Text block
The Zero-Boil-Off Tank Experiment: the Effects of Non-Condensable Gases on Pressurization and Pressure Control of Propellant Tanks in Microgravity

Introduction
Integral to all phases of NASA’s projected planetary expeditions is affordable and reliable cryogenic fluid storage for use in propellant or life support systems. It is greatly advantageous to develop innovative vent-less pressure control designs based on cooling/mixing of the bulk tank fluid to allow storage of the cryogenic fluid with zero or reduced boil-off. The presence of noncondensable gases, can interfere with the condensation at the interface impacting tank pressure control during subcooled jet mixing especially in microgravity.

Given entries
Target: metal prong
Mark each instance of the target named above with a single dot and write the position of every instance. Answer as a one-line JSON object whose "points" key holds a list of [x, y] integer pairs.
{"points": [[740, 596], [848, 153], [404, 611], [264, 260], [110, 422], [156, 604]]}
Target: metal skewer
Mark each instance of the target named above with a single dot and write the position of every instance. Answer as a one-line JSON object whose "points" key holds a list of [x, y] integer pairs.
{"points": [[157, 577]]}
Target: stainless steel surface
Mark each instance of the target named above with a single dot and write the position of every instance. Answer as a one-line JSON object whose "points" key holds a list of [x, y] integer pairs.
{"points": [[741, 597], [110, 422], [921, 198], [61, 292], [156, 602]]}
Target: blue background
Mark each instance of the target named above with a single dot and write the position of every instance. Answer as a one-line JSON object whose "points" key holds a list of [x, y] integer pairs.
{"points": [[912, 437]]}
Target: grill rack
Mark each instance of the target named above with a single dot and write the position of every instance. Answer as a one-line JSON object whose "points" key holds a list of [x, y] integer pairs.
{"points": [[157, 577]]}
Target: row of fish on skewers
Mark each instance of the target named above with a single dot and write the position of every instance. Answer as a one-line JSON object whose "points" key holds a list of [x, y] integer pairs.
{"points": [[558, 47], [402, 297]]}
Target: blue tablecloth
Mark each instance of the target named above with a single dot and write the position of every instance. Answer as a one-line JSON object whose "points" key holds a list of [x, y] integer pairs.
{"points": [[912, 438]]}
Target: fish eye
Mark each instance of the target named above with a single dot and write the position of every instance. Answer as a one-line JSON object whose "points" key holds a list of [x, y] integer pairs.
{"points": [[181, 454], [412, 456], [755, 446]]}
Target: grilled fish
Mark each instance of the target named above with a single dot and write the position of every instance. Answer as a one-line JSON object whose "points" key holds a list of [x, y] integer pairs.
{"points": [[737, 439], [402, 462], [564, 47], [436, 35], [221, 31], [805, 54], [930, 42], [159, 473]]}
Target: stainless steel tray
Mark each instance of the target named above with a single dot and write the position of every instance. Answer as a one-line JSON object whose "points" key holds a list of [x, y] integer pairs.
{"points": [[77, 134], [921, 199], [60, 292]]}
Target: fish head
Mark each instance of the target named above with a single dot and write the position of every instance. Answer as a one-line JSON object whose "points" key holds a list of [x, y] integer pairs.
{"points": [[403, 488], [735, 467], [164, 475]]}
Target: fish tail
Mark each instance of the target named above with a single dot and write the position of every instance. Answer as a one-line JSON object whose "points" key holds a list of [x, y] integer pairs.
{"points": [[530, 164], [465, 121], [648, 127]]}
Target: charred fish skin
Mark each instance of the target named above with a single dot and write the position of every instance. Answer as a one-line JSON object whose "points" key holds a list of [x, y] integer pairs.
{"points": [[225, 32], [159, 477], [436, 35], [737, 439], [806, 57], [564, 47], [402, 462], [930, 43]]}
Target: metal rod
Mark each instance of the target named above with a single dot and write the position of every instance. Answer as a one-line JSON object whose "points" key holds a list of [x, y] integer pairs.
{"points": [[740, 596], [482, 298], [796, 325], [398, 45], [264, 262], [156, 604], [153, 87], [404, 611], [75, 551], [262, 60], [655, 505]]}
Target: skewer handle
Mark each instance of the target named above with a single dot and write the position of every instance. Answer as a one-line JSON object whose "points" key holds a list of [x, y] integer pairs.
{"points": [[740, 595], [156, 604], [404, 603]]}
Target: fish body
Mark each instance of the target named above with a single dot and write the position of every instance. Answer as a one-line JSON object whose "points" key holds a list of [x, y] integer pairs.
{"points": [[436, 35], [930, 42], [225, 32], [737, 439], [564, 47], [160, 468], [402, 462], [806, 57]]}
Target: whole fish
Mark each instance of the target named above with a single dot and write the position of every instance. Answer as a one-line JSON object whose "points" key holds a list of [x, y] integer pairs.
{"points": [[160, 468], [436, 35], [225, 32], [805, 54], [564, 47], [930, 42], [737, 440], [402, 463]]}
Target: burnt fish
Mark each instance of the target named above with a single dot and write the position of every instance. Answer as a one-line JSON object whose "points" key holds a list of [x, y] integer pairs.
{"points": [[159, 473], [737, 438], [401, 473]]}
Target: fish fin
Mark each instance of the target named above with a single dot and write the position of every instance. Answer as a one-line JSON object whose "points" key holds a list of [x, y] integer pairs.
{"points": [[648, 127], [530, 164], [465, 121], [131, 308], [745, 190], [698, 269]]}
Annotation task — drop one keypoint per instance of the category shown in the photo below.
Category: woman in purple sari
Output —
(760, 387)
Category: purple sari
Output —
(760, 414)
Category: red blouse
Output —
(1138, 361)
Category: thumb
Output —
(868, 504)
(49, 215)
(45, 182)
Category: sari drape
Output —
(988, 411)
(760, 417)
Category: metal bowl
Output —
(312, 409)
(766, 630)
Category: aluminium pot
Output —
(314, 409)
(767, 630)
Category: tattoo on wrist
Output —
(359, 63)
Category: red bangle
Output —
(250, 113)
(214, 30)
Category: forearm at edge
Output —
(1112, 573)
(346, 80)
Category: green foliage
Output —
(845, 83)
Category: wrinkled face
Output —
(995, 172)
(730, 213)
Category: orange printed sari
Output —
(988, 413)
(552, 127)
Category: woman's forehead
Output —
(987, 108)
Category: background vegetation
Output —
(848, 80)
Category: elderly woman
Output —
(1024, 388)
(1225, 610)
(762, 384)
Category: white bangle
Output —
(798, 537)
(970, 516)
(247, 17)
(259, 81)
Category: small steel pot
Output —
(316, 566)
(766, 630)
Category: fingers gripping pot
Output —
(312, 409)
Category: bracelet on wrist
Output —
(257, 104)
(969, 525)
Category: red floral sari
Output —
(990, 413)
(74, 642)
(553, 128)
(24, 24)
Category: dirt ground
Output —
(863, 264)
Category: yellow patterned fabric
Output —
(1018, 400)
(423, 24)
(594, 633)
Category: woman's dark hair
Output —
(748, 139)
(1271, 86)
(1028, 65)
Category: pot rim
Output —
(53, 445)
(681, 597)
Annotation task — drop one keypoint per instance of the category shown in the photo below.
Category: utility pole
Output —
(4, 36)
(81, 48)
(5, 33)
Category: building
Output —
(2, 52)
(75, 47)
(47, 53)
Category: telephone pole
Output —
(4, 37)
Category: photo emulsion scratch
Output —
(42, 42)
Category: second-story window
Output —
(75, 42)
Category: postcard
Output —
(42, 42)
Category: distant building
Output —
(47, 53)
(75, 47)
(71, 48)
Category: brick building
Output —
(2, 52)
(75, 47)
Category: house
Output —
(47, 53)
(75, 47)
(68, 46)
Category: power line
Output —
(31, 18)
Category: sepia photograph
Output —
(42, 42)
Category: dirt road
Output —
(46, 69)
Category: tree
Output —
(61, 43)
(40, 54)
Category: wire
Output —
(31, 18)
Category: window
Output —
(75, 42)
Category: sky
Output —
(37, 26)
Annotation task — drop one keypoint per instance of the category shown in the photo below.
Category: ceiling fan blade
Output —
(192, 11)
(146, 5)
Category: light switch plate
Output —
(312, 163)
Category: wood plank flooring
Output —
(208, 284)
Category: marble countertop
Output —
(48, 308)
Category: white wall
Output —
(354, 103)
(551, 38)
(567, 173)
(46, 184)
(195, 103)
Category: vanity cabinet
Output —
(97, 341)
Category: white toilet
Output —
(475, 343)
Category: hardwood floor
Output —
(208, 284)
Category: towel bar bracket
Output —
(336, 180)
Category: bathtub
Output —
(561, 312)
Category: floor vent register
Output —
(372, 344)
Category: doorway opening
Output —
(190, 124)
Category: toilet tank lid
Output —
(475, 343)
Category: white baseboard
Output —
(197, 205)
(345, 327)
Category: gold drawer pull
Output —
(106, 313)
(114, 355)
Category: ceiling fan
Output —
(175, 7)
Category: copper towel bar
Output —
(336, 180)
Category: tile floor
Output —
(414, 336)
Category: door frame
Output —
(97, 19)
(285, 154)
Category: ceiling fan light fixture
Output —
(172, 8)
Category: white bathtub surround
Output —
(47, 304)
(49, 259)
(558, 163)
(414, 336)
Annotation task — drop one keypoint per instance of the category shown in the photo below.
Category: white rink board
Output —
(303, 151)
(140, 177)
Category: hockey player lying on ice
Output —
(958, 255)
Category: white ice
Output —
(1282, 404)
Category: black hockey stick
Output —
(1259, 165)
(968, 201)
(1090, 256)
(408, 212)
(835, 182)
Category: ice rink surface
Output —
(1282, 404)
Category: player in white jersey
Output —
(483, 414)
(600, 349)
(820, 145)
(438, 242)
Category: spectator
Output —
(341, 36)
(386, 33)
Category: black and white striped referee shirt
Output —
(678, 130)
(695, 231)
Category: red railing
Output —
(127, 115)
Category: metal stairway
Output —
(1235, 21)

Aim of the exercise
From the passage on the zero-boil-off tank experiment, reproduce word for word the stretch from "The Zero-Boil-Off Tank" through "especially in microgravity.". The items play no part in this work.

Task solution
The Zero-Boil-Off Tank Experiment: the Effects of Non-Condensable Gases on Pressurization and Pressure Control of Propellant Tanks in Microgravity

Introduction
Integral to all phases of NASA’s projected planetary expeditions is affordable and reliable cryogenic fluid storage for use in propellant or life support systems. It is greatly advantageous to develop innovative vent-less pressure control designs based on cooling/mixing of the bulk tank fluid to allow storage of the cryogenic fluid with zero or reduced boil-off. The presence of noncondensable gases, can interfere with the condensation at the interface impacting tank pressure control during subcooled jet mixing especially in microgravity.